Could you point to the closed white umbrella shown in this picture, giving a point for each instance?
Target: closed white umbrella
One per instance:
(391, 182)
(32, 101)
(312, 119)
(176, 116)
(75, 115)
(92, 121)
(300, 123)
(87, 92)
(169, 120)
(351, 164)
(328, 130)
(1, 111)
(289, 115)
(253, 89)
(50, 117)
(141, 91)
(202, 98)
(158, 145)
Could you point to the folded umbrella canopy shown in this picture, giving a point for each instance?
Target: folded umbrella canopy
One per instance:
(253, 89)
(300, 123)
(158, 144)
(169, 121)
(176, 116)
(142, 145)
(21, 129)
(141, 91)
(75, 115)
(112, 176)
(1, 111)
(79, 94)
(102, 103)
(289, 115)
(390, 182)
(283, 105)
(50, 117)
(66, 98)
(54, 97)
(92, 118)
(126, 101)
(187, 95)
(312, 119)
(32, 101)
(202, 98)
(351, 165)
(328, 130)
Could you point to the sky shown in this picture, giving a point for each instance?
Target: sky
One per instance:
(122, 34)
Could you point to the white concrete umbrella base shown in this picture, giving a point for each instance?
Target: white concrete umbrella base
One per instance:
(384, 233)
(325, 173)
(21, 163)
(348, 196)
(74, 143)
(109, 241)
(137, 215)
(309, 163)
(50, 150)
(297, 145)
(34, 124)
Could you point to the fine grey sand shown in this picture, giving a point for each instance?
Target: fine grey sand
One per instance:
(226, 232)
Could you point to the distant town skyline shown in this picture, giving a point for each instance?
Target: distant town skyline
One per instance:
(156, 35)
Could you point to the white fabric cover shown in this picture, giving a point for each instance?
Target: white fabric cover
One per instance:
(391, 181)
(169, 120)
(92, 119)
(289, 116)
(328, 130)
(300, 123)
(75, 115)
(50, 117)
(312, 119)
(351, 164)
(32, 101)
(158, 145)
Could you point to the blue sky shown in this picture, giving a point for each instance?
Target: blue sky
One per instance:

◇ ◇ ◇

▸ Stated exercise
Please quote every record above exactly as it appears.

▸ Answer below
Could you point to the closed white umbrella shown in this picture, giving a point for each instance?
Target: closed white umbrella
One per instance:
(391, 182)
(32, 101)
(312, 119)
(176, 116)
(75, 115)
(92, 121)
(300, 123)
(87, 92)
(169, 120)
(351, 164)
(328, 130)
(1, 111)
(289, 115)
(253, 89)
(50, 117)
(141, 91)
(202, 98)
(158, 145)
Could you point to the folded umbrella canopy shown in this picture, giving a point for each instance?
Target: folded umbrella canopy
One per instance:
(253, 89)
(300, 123)
(158, 144)
(169, 121)
(176, 116)
(142, 145)
(21, 129)
(141, 91)
(75, 115)
(112, 176)
(1, 111)
(79, 94)
(102, 103)
(289, 115)
(390, 182)
(283, 105)
(50, 117)
(66, 98)
(54, 97)
(92, 118)
(126, 101)
(187, 95)
(312, 119)
(32, 101)
(202, 98)
(351, 165)
(328, 130)
Could you point to the sky shown in this picture, giving a point for each instance?
Target: sky
One per instance:
(122, 34)
Could you point to the white concrete umbrella base shown in this picture, giving a point for each instance?
Target: white concrete umbrella base
One per instance:
(384, 233)
(325, 173)
(21, 163)
(348, 196)
(74, 143)
(109, 241)
(137, 215)
(309, 163)
(50, 150)
(297, 145)
(34, 124)
Could you point to the fine grey sand shown in this picture, giving a point for each instance?
Target: fine grey sand
One per instance:
(226, 232)
Could you point to the distant town skyline shown in this picture, giving a point for each instance?
Target: distant town skyline
One per instance:
(156, 35)
Could you point to the white fabric cover shown in this picture, giving a point for each instance?
Target: white fabric cover
One per instance:
(391, 181)
(169, 120)
(92, 119)
(289, 116)
(328, 130)
(300, 123)
(75, 115)
(50, 117)
(312, 119)
(351, 164)
(32, 101)
(158, 145)
Could you point to the blue sky shown in this picture, giving a point for each instance?
Target: blue sky
One per instance:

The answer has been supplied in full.